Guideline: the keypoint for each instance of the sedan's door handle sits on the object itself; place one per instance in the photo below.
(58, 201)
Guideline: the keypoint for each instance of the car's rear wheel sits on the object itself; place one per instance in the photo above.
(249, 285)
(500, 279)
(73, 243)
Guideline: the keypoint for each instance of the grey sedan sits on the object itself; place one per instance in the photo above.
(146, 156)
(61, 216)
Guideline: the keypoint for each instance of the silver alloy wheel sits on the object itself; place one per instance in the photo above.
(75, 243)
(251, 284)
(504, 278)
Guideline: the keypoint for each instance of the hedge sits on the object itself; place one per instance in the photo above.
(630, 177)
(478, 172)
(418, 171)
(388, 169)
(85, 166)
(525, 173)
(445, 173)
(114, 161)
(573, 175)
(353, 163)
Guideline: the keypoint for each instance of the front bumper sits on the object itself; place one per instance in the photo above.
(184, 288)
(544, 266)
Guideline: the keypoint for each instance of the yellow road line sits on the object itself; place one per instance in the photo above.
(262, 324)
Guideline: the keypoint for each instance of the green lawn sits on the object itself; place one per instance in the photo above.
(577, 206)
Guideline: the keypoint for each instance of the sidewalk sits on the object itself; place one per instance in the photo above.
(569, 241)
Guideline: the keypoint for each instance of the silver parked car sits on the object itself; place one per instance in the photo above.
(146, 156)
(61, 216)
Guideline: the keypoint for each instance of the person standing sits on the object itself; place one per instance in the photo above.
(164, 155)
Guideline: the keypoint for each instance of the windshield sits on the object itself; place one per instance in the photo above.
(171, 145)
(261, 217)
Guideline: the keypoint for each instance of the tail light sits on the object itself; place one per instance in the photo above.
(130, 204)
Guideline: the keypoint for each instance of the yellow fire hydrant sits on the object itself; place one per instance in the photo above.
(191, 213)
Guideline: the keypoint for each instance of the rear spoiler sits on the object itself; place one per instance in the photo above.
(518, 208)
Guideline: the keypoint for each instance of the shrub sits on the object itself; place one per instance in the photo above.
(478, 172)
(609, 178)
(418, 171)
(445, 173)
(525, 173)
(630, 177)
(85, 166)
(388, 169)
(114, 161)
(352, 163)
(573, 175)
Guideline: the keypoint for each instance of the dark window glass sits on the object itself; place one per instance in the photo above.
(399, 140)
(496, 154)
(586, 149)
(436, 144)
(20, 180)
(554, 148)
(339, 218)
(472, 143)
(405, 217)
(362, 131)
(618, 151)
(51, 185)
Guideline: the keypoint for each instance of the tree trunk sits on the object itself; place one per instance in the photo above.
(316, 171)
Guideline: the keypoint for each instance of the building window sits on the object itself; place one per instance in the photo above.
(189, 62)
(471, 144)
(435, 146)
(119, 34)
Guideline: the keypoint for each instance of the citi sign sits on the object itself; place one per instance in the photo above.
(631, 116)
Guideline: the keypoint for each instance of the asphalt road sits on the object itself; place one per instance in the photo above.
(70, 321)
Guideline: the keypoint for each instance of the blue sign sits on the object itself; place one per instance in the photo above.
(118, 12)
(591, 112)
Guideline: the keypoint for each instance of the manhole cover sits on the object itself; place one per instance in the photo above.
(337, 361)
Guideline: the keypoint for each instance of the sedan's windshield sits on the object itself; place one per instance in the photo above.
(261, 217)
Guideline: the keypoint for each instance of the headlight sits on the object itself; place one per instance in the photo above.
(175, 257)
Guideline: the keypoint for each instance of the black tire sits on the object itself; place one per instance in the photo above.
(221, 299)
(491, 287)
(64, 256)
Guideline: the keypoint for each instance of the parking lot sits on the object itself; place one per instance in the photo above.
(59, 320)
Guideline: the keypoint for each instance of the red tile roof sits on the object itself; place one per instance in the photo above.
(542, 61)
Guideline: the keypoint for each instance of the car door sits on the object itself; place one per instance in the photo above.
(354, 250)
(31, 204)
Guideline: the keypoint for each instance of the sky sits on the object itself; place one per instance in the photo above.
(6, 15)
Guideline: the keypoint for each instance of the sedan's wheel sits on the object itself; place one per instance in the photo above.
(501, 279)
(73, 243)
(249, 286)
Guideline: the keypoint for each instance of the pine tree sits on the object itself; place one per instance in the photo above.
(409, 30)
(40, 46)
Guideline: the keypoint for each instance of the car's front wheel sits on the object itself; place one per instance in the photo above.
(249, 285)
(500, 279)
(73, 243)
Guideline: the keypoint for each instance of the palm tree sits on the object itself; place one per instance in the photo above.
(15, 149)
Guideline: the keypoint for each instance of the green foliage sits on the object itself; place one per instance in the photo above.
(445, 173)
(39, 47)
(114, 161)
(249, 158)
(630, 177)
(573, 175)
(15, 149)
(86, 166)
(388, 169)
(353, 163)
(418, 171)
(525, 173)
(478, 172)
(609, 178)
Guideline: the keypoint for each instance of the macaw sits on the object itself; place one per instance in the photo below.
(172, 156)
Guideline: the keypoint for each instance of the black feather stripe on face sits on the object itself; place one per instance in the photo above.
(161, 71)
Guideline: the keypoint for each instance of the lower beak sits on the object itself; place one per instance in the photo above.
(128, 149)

───

Work required | Reproduce word for word the part of the entries that opens with the line containing "Guideline: the keypoint for each instance of the sky" and closes with the last line of the entries.

Exercise answer |
Guideline: the keypoint for each instance of the sky sits on the object itself; place one per instance in the photo above.
(6, 15)
Guideline: the keypoint for each instance of the sedan's wheel sits on the object itself; place one per instance in the photo above.
(501, 279)
(73, 243)
(249, 286)
Guideline: the keypoint for each instance of the pine tree sits on the object itself; place one per instance in the photo above.
(409, 30)
(40, 46)
Guideline: the keypoint for each instance of the car's front wheel sits on the object itself; place one per instance in the photo above.
(249, 285)
(500, 279)
(73, 243)
Guideline: the keypoint for each instance of the palm tree sits on the object itself; place one per instance in the photo above.
(15, 149)
Guideline: the keypoint for each instance of the green foliage sits on the object itself; place one per instance in the photo above.
(445, 173)
(39, 47)
(114, 161)
(249, 158)
(630, 177)
(573, 175)
(15, 149)
(86, 166)
(388, 169)
(353, 163)
(418, 171)
(525, 173)
(478, 172)
(609, 178)
Guideline: the keypoint for each instance of the macaw sits on the object itself; place one per instance in the photo below.
(172, 156)
Guideline: the keypoint for each instance of the black feather stripe on face sits on the object itself; place one per instance in the photo above.
(161, 71)
Guideline: the keypoint for each instance of the lower beak sits on the object itself; place one per instance in the photo above.
(128, 149)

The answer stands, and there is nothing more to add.